**Text to read:**
SIGAda Ada Letters provides an information interchange forum on all aspects of the Ada language and Ada-related technologies, including usage, education, standardization, design methods and compiler implementation. SIGAda's annual conference addresses Ada's role in connection with topics such as software engineering, process improvement, CASE, object technology, computer science education, high-integrity software, real-time applications, COBRA, and Java.
SIGAPL fosters the development and application of the APL language via a lively exchange of ideas and techniques. Each year APL sponsors or co-sponsors an international APL conference at which leading-edge materials in the field are presented.
Areas of Special Interest
APL in the insurance and securities industries, standards, language enhancement (including object orientation and GUI capabilities) and new dialects of APL, extended character sets, parallel processing, building toolkits for common utilities.
SIGAPP, ACM's primary applications-oriented SIG, offers practitioners and researchers the opportunity to share mutual interest in innovative applications, technology transfer, experimental computing, strategic research, and the management of computing. This SIG also promotes widespread cooperation among business, government, and academic computing programs.
Areas of Special Interest
Integration of traditional computing disciplines such as graphics, databases, communication, software engineering, artificial intelligence and office automation with emerging technologies such as neural networks, logic and symbolic programming, expert systems, and image information systems.
SIGARCH serves a unique community of computer professionals working at the forefront of computer design in both industry and academia. It is ACM's primary forum for interchange of ideas about tomorrow's hardware and its interactions with compilers and operating systems.
Areas of Special Interest
Physical structure of computer systems, organization of processors (superscalar, multithreaded), memory hierarchies, disks and I/O organizations, control and sequencing (dynamic and static scheduling, speculative execution), shared-memory multiprocessors, multicomputers, distributed shared memory systems.

**Pointing and labeling items:**
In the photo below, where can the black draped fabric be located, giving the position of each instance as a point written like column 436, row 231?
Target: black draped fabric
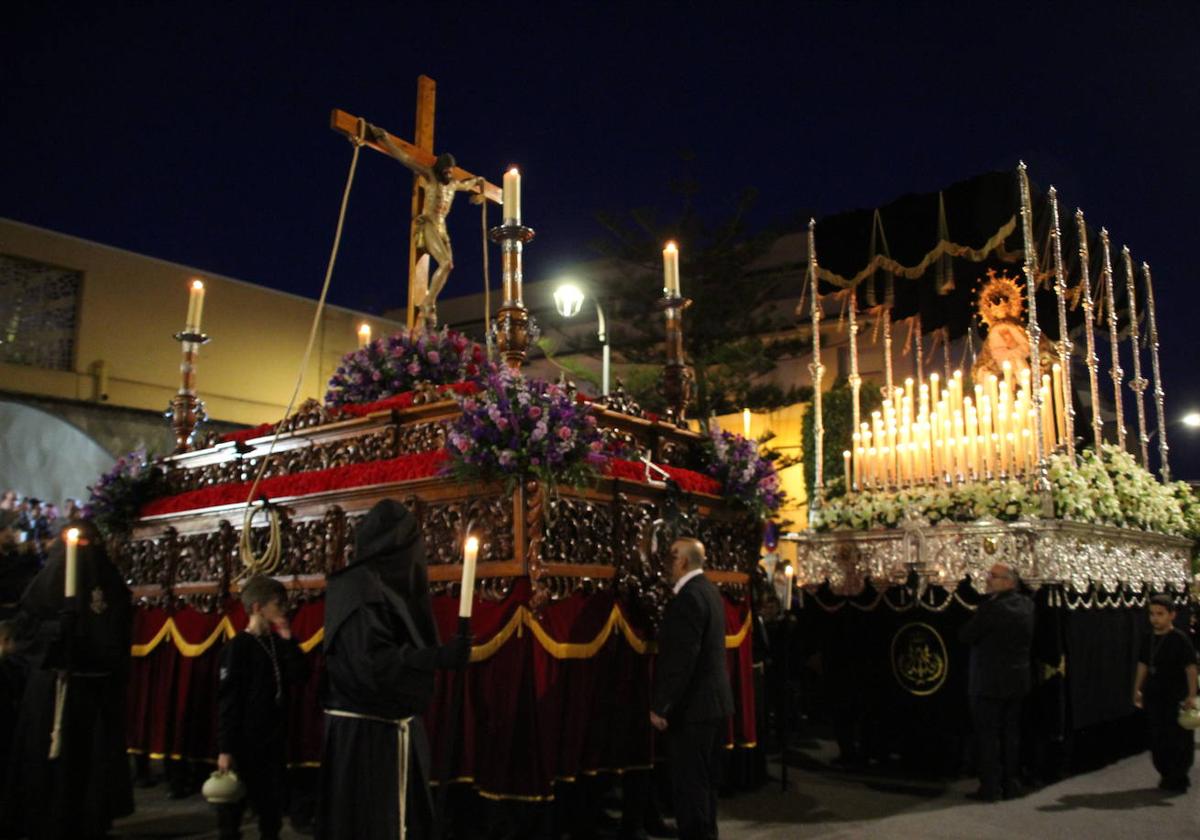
column 1102, row 658
column 379, row 664
column 77, row 795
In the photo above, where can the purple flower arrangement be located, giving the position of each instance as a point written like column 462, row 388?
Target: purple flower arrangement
column 745, row 475
column 117, row 498
column 517, row 427
column 395, row 364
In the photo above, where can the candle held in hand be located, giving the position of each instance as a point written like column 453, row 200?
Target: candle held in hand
column 72, row 570
column 513, row 196
column 467, row 595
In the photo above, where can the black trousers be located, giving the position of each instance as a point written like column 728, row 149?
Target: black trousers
column 265, row 783
column 997, row 725
column 695, row 751
column 1171, row 747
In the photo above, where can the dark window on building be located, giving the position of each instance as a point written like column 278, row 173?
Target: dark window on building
column 39, row 306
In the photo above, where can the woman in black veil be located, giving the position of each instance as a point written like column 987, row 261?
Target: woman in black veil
column 69, row 773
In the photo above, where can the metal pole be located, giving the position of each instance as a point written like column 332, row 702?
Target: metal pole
column 817, row 370
column 1165, row 469
column 1138, row 384
column 1042, row 483
column 1090, row 329
column 606, row 358
column 1114, row 340
column 1065, row 345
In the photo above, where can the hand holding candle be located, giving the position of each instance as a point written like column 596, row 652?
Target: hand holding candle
column 467, row 594
column 72, row 564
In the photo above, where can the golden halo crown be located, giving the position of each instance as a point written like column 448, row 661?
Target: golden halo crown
column 1000, row 299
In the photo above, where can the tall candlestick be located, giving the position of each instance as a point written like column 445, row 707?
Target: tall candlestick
column 1114, row 339
column 72, row 564
column 513, row 196
column 1138, row 384
column 1066, row 413
column 671, row 270
column 195, row 306
column 467, row 593
column 1164, row 466
column 1048, row 436
column 856, row 382
column 816, row 370
column 1091, row 359
column 888, row 385
column 1033, row 331
column 1060, row 411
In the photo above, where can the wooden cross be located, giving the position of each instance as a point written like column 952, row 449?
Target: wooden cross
column 423, row 151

**Problem A:**
Answer these questions from the SIG descriptions:
(i) What does SIGAPL sponsor or co-sponsor each year?
(ii) Which SIG is called ACM's primary applications-oriented SIG?
(iii) SIGARCH is ACM's primary forum for the interchange of ideas about what?
**Problem B:** Extract the stretch of the SIG descriptions from "SIGAPP, ACM's primary" through "academic computing programs.".
The items have no connection to the text.

**Correct result A:**
(i) An international APL conference
(ii) SIGAPP
(iii) Tomorrow's hardware and its interactions with compilers and operating systems

**Correct result B:**
SIGAPP, ACM's primary applications-oriented SIG, offers practitioners and researchers the opportunity to share mutual interest in innovative applications, technology transfer, experimental computing, strategic research, and the management of computing. This SIG also promotes widespread cooperation among business, government, and academic computing programs.